(Entries from a point annotation set)
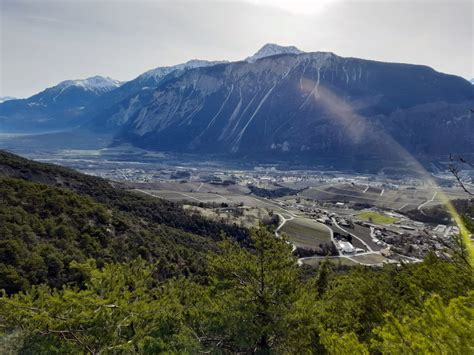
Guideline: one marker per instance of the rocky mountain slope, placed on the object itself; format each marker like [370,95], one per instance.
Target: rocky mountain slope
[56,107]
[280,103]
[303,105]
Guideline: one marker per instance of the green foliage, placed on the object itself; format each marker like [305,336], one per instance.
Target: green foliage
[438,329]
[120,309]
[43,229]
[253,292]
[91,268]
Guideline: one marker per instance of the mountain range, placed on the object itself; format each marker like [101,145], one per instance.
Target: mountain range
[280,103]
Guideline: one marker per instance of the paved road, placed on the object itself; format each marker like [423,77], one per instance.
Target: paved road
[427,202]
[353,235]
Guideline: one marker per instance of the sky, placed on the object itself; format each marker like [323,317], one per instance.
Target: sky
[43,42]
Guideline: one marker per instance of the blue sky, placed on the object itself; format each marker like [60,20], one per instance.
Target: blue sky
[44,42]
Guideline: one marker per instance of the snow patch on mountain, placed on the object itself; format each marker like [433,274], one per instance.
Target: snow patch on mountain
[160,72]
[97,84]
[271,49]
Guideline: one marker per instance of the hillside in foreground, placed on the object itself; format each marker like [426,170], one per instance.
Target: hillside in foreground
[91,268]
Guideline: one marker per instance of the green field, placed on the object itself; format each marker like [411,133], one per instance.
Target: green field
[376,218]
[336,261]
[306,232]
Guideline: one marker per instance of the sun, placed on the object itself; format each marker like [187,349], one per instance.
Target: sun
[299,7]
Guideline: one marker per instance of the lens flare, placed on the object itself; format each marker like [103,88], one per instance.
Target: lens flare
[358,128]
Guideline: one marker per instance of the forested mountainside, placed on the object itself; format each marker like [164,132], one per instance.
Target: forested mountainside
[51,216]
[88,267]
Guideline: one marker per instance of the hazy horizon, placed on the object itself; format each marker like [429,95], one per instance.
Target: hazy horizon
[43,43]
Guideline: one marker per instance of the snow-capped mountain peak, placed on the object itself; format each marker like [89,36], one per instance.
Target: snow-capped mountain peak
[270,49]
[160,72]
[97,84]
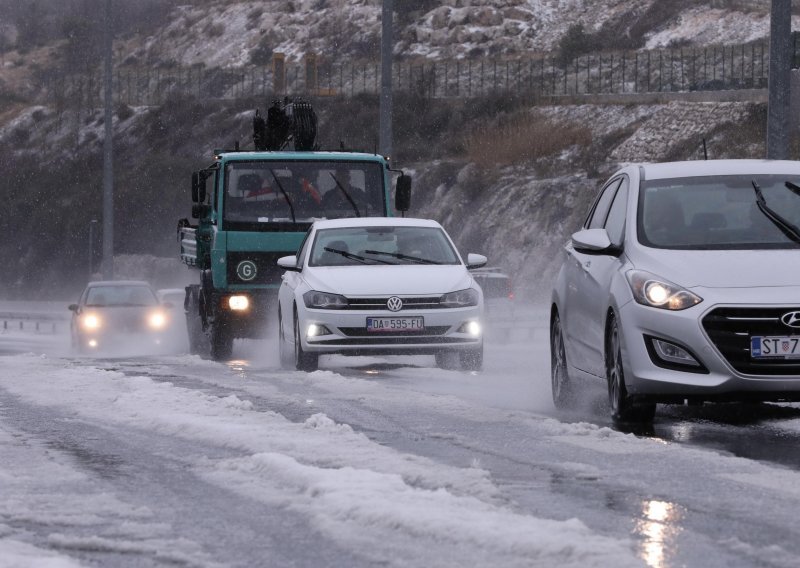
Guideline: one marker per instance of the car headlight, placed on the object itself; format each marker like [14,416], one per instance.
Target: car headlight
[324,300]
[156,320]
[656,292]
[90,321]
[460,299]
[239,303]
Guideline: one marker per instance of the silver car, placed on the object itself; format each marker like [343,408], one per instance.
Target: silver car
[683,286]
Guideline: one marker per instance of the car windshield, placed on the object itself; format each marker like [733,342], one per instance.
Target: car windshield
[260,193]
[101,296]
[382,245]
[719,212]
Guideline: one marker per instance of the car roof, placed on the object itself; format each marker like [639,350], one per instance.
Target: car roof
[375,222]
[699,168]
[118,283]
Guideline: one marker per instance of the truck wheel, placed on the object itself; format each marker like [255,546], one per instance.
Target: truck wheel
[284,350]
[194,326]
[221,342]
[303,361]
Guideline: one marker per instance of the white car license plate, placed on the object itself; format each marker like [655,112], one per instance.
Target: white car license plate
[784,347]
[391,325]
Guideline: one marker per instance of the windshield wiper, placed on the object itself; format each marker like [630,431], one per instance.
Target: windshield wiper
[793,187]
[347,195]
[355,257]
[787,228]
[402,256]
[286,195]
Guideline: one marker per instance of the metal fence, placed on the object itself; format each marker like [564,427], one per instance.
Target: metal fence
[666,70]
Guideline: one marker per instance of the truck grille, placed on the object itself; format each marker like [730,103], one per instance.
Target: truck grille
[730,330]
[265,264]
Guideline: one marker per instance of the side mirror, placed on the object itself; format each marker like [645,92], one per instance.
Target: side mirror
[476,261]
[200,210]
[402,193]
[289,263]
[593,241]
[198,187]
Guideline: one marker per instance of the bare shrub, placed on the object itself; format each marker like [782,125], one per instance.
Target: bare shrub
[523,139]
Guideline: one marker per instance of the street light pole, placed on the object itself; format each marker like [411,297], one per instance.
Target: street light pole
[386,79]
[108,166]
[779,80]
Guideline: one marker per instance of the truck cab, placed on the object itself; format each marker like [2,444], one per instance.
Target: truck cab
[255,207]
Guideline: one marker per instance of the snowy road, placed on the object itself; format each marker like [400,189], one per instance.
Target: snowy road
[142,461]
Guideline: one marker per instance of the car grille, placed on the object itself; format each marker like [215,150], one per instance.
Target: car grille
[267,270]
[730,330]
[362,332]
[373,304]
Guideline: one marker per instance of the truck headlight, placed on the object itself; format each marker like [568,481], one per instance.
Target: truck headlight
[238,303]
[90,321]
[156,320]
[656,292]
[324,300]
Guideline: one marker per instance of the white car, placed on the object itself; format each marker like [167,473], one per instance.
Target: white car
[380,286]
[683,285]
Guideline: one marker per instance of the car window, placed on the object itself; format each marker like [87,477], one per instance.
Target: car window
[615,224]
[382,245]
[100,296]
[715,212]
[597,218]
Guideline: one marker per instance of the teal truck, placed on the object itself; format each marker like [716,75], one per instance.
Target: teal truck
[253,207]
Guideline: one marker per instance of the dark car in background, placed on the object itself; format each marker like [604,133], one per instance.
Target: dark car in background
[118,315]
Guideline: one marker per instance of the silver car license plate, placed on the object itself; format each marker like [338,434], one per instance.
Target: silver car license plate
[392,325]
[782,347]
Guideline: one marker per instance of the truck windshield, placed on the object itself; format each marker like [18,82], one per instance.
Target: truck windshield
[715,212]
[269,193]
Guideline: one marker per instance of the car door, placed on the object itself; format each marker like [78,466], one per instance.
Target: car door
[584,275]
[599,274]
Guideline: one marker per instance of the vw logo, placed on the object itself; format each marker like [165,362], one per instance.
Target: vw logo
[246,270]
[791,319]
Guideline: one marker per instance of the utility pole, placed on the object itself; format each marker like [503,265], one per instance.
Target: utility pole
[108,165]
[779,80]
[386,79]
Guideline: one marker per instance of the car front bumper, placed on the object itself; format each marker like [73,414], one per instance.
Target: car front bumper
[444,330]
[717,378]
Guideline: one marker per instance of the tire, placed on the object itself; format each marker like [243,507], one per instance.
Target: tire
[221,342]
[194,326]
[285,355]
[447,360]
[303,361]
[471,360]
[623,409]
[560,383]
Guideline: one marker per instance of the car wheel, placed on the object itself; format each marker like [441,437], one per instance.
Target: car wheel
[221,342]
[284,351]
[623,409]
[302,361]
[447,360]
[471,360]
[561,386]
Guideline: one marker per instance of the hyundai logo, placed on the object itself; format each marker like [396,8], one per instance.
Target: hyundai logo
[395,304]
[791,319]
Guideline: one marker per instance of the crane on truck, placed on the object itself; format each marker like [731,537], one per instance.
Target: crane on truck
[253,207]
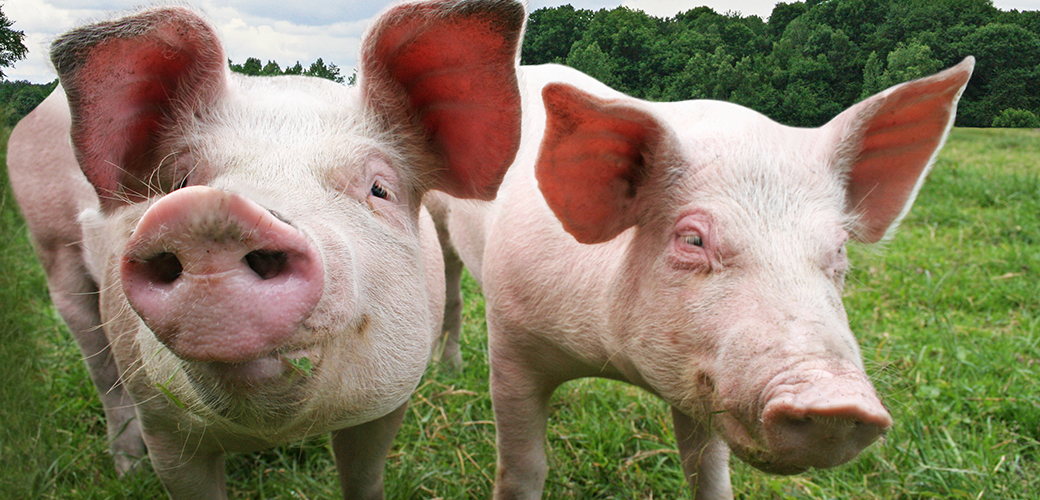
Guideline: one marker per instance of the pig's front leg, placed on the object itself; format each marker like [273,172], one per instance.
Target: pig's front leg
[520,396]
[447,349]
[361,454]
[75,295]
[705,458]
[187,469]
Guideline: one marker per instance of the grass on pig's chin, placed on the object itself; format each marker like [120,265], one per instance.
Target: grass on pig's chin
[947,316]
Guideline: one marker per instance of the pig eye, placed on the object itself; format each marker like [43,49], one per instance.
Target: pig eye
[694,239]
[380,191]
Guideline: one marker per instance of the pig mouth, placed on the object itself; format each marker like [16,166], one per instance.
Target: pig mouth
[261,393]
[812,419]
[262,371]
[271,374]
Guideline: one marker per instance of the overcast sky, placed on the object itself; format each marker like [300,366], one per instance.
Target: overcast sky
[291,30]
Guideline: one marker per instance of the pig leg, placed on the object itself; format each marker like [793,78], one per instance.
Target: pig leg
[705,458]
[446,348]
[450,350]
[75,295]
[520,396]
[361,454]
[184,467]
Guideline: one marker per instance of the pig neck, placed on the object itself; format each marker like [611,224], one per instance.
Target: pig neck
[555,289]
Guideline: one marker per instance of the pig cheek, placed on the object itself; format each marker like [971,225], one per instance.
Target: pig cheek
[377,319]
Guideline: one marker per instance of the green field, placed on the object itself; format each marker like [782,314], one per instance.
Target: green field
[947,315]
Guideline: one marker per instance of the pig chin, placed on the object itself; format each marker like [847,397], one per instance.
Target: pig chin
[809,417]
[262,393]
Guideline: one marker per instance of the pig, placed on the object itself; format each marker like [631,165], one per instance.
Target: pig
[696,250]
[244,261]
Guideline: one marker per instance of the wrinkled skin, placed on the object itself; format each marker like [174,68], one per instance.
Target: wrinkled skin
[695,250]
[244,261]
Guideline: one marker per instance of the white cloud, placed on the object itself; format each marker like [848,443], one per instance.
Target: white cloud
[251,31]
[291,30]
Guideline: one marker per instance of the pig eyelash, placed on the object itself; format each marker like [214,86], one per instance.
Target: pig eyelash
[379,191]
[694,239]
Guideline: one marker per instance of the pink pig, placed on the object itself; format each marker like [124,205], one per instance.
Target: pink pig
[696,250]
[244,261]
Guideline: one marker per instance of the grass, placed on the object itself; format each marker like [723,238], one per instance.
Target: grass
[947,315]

> [Problem requirements] Reproduce the material word for word, from the line containing "Guideline: one marker per instance of the pig cheek, placed" through the end of the material, with both ends included.

> [Correct response]
Guideline: one marker per instance of the pig cheek, placed on the object itself; format each marker like [971,225], one per instance.
Target: pig cheek
[377,319]
Guideline: one marker per instance of the green field, placed on the object itself; format each marker like [782,314], one per instance.
Target: green field
[947,315]
Guideline: one marker per instance of the pig chin, placed on the object itself; format each marker like [847,397], one per instance.
Target: pig chin
[809,417]
[262,393]
Guideline: one marker per instance of the pig, placed on the object itself; format each marker like [631,165], one per instance.
Target: pig
[696,250]
[244,261]
Guideline: one marker per instance of the wrinkled skin, placed on the object itself; format each marker like [174,68], one per instance.
Target: wrinkled skin
[695,250]
[244,261]
Guideline: one marker per instance of the white cloud, placed on the object itself; format each marker like [848,443], one per instance.
Target: white cloud
[251,31]
[291,30]
Guideline: one marker per instance of the pig eyelash, placed on the object itself; format each marker like [214,86], one per instance.
Target: pig eyelash
[379,191]
[694,239]
Guideline: one marker per instance of the pink pig, placed on the object itself; format each marker like [124,205], one per instance.
Target: pink pig
[696,250]
[244,261]
Guideline: one marker per instance of the grass, placed on the object itself; format each marker like [723,238], one per instance.
Target: grass
[947,315]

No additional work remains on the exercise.